Output each entry verbatim and exclude every picture from it.

# Data entries:
○ ○ ○ ○
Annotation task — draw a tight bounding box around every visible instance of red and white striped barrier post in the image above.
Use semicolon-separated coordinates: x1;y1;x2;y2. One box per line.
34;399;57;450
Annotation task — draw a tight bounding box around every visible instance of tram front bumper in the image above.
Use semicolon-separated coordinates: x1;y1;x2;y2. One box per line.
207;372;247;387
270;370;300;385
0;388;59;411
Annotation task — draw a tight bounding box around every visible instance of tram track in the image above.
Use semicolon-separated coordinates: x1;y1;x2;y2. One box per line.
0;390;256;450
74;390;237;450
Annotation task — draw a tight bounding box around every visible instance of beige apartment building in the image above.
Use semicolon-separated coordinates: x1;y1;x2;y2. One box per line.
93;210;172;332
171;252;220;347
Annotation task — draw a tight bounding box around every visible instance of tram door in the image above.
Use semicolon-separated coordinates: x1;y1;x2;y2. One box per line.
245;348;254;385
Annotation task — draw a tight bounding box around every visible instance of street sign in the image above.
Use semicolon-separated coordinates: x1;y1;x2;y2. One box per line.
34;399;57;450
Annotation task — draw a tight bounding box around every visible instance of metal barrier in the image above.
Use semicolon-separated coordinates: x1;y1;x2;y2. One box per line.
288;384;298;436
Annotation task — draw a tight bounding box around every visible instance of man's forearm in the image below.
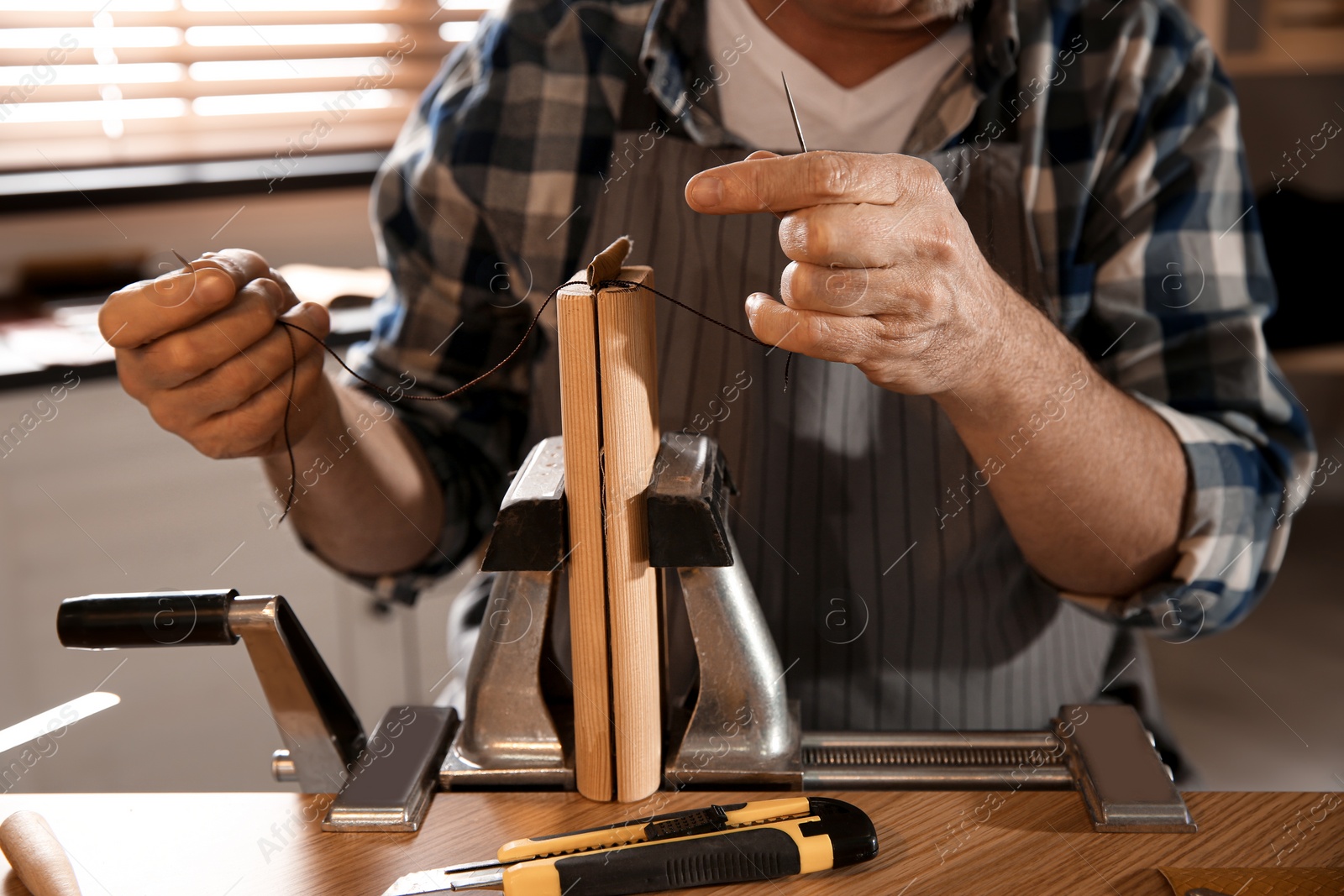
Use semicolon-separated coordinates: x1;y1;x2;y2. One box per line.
264;380;444;575
937;285;1187;595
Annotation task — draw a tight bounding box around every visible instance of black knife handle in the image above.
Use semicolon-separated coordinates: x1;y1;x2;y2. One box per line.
56;589;238;650
555;827;801;896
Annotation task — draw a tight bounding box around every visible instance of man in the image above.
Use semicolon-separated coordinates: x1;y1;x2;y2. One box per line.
101;0;1312;752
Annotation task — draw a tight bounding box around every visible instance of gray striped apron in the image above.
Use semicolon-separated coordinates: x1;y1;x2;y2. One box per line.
528;132;1117;731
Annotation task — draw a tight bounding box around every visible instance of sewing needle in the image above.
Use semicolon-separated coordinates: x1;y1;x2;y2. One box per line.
168;249;197;274
780;71;808;152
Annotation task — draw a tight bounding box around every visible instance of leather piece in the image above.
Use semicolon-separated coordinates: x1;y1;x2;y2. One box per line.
1158;867;1344;896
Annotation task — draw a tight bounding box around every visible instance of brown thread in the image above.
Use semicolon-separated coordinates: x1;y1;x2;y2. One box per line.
276;280;793;525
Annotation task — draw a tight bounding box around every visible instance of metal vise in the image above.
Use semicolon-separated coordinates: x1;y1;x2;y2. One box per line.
439;437;802;789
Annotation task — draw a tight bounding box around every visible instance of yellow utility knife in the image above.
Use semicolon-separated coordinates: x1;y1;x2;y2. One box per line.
383;797;878;896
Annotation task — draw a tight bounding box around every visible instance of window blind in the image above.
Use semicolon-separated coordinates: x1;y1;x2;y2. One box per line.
0;0;500;173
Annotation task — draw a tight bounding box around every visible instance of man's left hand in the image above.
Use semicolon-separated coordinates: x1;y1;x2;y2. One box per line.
685;152;1026;395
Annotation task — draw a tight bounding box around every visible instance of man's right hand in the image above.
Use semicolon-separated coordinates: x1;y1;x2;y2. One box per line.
98;249;339;458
○ ○ ○ ○
# Task output:
Annotation task — draw a tight bounding box around every visible instance of red and white striped barrier post in the image above.
Use semicolon-separated coordinates: x1;y1;x2;y2. One box per line.
34;399;57;450
Annotation task — draw a tight bounding box around every visible instance of tram front bumper in the image above.
Use semicolon-separated coordinates: x1;y1;x2;y2. One box per line.
207;372;247;387
270;370;300;385
0;388;59;411
Annotation task — draw a tight bounding box around every visible instance of tram track in the image above.
Use semicolon-separated coordinates: x1;y1;x2;y2. One box per line.
0;390;256;450
74;390;237;450
Annotation task — draw a tight bounding box around every visible instance of beige apartment building in the image above.
Use semicolon-separated coordinates: x1;y1;x2;y2. One box per line.
93;210;172;332
171;252;220;347
Annotation task — draw a tight bounding box around every visible instance of tram door in the image above.
Use semicolon-separated coordinates: x1;y1;x2;y2. One box per line.
245;348;254;385
Annotation task — draw a tight bounding box around every visible instance of street sign in the image above.
Use semicolon-separated coordinates: x1;y1;x2;y2. One box per line.
34;399;57;450
Annotation task — draw a tight bounding box around every visible instance of metal barrier in the image above.
Use semicolon-separated coordinates: x1;y1;x2;y2. One box per line.
288;384;298;436
Annotation task — draw a tight bounding box around every visible instance of man's forearm in the image below.
Use semicolon-separated coordinates: x1;y1;x2;y2. One box per line.
264;380;444;575
937;285;1187;595
Annotation task — draw a tight bounding box around every visible instance of black knife handle in the image above.
Use semicolon-separated coordinates: x1;y1;x2;y2. One box per line.
56;589;238;650
555;827;801;896
Annotation task — draw a tight bounding box around every visible instance of man in the image above.
Use semicolon-separated coordinates: x1;y1;x2;y2. One box per line.
101;0;1312;752
Annotation task — draw a tight bounding box around every visible instance of gray striped apron in the image above.
Use semicolon-separated coordinates: x1;y1;x2;y2. One box per line.
528;132;1117;731
Annotation task — draw a tight bounding box around every visible instance of sewing needle in the image above.
Use semicolon-separated coordinates: x1;y1;x2;y2. One box per line.
168;249;197;274
780;71;808;152
Annotation task — draw a tight bounding box around every visible instance of leather piece in the image above.
Use semicolon-separated coordinates: x1;y1;x2;y2. One box per line.
1158;867;1344;896
Annotation task — draw a tight bounding box around every visible instance of brown thread in the image above.
Use semicolon-separated coordinates: x1;y1;x2;y2. One box per line.
276;280;793;525
Annotation task — draw a tight bounding box around every visible instance of metal vise in the image above.
Use semicolon-separated coordinates: x1;y1;x2;y2. One box per line.
439;437;802;789
Annotation task — draw a tight bounding box around every visible instance of yellow utility knife in the image above.
Use semicolon-separated coordinates: x1;y1;x2;y2. One box per line.
383;797;878;896
Annotation task — draw a tight bounding box around every visible instance of window blind in the image above.
Use semicolon-separated coordinates: x1;y1;x2;y2. One box per line.
0;0;500;173
Annotation task — draw a tight bounding box around every visible instance of man's left hand in the image above.
Use semicolon-separated coordinates: x1;y1;x2;y2. One box per line.
685;152;1026;395
Annotation task — draw a tight bounding box around every visible instance of man's right hand in the image above.
Use semicolon-separated coordinates: x1;y1;x2;y2. One box per line.
98;249;339;458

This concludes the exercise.